Content starts
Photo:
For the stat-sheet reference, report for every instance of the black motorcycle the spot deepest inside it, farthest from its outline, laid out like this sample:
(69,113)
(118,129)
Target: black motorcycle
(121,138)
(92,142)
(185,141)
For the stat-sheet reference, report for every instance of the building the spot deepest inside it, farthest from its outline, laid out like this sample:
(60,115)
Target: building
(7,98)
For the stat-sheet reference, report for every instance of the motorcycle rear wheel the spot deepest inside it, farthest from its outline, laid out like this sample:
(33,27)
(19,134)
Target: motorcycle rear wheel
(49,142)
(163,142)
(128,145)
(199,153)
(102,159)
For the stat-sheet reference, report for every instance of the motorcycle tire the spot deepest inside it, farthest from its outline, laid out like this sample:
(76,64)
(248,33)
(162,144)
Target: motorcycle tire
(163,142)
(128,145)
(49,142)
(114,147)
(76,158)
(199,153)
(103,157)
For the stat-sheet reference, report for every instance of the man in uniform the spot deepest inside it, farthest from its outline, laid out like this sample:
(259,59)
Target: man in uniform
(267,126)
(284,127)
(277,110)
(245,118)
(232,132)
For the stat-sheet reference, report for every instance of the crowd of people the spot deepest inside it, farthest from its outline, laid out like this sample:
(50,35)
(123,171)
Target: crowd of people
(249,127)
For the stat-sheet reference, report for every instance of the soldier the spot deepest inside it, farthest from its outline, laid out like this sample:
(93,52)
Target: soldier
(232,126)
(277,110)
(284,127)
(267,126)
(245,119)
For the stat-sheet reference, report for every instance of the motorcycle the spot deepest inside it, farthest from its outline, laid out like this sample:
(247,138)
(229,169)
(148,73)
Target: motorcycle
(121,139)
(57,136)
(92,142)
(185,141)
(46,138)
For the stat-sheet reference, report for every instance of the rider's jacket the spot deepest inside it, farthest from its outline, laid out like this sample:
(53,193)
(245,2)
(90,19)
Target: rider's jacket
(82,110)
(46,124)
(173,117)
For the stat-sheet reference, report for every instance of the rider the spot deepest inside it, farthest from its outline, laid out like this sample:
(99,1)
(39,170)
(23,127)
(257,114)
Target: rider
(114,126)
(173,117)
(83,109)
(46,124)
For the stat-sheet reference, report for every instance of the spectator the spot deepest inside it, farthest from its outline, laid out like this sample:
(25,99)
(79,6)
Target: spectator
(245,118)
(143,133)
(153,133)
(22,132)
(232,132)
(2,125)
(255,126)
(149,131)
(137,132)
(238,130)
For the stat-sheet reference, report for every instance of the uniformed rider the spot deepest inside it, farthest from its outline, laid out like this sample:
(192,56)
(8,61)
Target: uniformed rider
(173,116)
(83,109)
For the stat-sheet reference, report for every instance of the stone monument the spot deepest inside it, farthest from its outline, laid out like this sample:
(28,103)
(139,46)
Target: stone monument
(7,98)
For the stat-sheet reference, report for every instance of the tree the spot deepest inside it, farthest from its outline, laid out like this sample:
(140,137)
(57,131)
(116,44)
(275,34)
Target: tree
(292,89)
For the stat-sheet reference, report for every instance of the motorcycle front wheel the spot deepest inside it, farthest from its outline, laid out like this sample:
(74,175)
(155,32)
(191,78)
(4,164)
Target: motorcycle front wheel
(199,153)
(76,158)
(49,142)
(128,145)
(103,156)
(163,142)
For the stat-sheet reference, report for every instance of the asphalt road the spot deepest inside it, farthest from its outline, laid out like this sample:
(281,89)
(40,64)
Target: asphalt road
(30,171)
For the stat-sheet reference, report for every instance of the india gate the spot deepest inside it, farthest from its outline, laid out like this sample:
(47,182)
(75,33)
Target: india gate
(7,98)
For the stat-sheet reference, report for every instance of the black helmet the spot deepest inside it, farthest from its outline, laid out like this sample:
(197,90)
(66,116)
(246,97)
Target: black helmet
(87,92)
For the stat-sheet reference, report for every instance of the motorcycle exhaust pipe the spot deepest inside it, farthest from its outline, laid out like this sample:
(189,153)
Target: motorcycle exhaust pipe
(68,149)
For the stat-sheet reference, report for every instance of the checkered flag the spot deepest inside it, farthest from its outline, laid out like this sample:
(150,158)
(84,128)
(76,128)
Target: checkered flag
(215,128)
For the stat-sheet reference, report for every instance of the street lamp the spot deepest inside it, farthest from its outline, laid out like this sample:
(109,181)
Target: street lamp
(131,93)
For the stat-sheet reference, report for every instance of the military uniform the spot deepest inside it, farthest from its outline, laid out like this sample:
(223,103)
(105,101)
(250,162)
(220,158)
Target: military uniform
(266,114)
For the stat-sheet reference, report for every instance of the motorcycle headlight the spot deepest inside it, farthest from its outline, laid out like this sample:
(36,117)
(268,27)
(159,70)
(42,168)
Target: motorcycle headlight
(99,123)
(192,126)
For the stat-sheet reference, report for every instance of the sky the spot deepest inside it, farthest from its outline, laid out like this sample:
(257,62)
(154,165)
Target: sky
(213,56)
Content ends
Give the entries once more, exactly as they appear.

Photo:
For the stat-sheet reference, report for every instance of the black motorcycle the spot deepest inside it, farthest from its outline, laid out like this sample:
(69,113)
(118,129)
Target: black motorcycle
(121,138)
(92,142)
(185,141)
For the stat-sheet reference, report for every instance of the building the spot deepest inside it, farthest from its outline, laid out like this sample:
(60,115)
Target: building
(7,98)
For the stat-sheet reference, report for every instance of the motorcycle rear wheel the spot deepest inside it, farthest from its outline, laid out like this sample:
(33,27)
(19,134)
Target: motorcycle rear wheel
(49,142)
(163,142)
(128,145)
(199,153)
(102,159)
For the stat-sheet reference, report for every instance of the motorcycle tire the spot deepest inside it, farthest from its outline, laid out like this sample:
(76,64)
(248,33)
(162,144)
Target: motorcycle tire
(163,142)
(128,145)
(49,142)
(114,147)
(76,158)
(199,153)
(103,157)
For the stat-sheet reference, report for every instance of the man in uniform the spot deepest inside it, farthest from its outline, laid out like this sample:
(259,59)
Target: man in uniform
(267,126)
(284,127)
(277,110)
(245,118)
(232,132)
For the stat-sheet reference, report for every instance of the crowd of people the spot deepest inside it, farthest from its outline, laid out like this sample:
(50,35)
(123,171)
Target: crowd of people
(249,127)
For the stat-sheet reference, report for every instance of the soldier the spot deepest inside it, farthest from its outline, laid out like this sample:
(93,52)
Target: soldier
(232,126)
(277,110)
(284,127)
(267,126)
(245,119)
For the stat-sheet reference, report for every instance of the motorcycle the spot deepest inside it, farthest from its outline, laid out like this sample:
(247,138)
(229,169)
(148,73)
Target: motorcycle
(121,139)
(57,136)
(92,142)
(185,141)
(46,138)
For the stat-sheet reference, report for every instance of the rider's jacket the spot deepest inside it, farthest from its outline, laid out like this sample:
(53,193)
(245,2)
(90,19)
Target: rider's jacket
(82,110)
(46,124)
(173,117)
For the stat-sheet reference, report for every instance of the rider the spot deepest inside it, farthest from its outline, laid out like this sample:
(99,1)
(39,170)
(23,127)
(257,114)
Target: rider
(114,126)
(173,117)
(83,109)
(46,124)
For the stat-sheet reference, report for every instance of the spectator the spot deepest inside it, farthest from its outline, laid out like this sample:
(25,99)
(79,6)
Target: spectator
(245,118)
(143,133)
(153,133)
(22,132)
(232,132)
(2,125)
(255,126)
(149,131)
(137,132)
(238,130)
For the stat-sheet reference, report for every instance of the uniformed rider the spot deepest inside it, farthest from its outline, laid out like this sample:
(192,56)
(8,61)
Target: uniformed rider
(173,116)
(83,109)
For the stat-sheet reference, report for every instance of the stone monument the spot deepest inside it, farthest from its outline, laid out like this sample:
(28,103)
(139,46)
Target: stone monument
(7,98)
For the stat-sheet reference, report for every instance of the tree the spot deepest inside it, farthest from its outline, laid out like this sample:
(140,137)
(57,131)
(116,44)
(275,34)
Target: tree
(292,89)
For the stat-sheet reference, report for every instance of the motorcycle front wheel the spot deepest inside it, farthest from its outline, laid out like this sample:
(74,175)
(155,32)
(191,78)
(4,164)
Target: motorcycle front wheel
(199,153)
(76,158)
(49,142)
(128,145)
(103,156)
(163,142)
For the stat-sheet reference, report for every instance of the asphalt road the spot deepest inside it, farthest from its outline, laid out like this sample:
(281,89)
(40,64)
Target: asphalt road
(30,171)
For the stat-sheet reference, report for every instance of the india gate the spot deepest inside it, farthest from its outline, laid out like this sample:
(47,182)
(75,33)
Target: india gate
(7,98)
For the stat-sheet reference, report for every instance of the black helmet the spot deepest inside it, farthest from its outline, laid out like this sample:
(197,90)
(66,116)
(246,97)
Target: black helmet
(87,92)
For the stat-sheet reference, report for every instance of the motorcycle exhaust pipe the spot deepest inside it, farthest from its outline, laid out like this sample:
(189,153)
Target: motorcycle exhaust pipe
(68,149)
For the stat-sheet reference, report for every instance of the checkered flag the spot deepest inside it, farthest from its outline, laid out like this sample:
(150,158)
(84,128)
(76,128)
Target: checkered flag
(215,128)
For the stat-sheet reference, report for every instance of the street lamp the spot deepest inside it, farthest from its outline, laid out like this sample:
(109,181)
Target: street lamp
(131,93)
For the stat-sheet reference, report for every instance of the military uniform the spot deepest inside it, farthest from its outline, laid out like this sample:
(223,103)
(105,101)
(250,162)
(220,158)
Target: military uniform
(266,114)
For the stat-sheet reference, report for every instance of the motorcycle headlight the spot deepest inside it, farthest from its outline, laid out like this sample:
(36,117)
(268,27)
(159,70)
(42,168)
Target: motorcycle headlight
(99,123)
(192,126)
For the stat-sheet reference, report for every instance of the sky the spot deepest inside it, farthest from its outline, laid out like this sample:
(257,62)
(154,165)
Target: sky
(213,56)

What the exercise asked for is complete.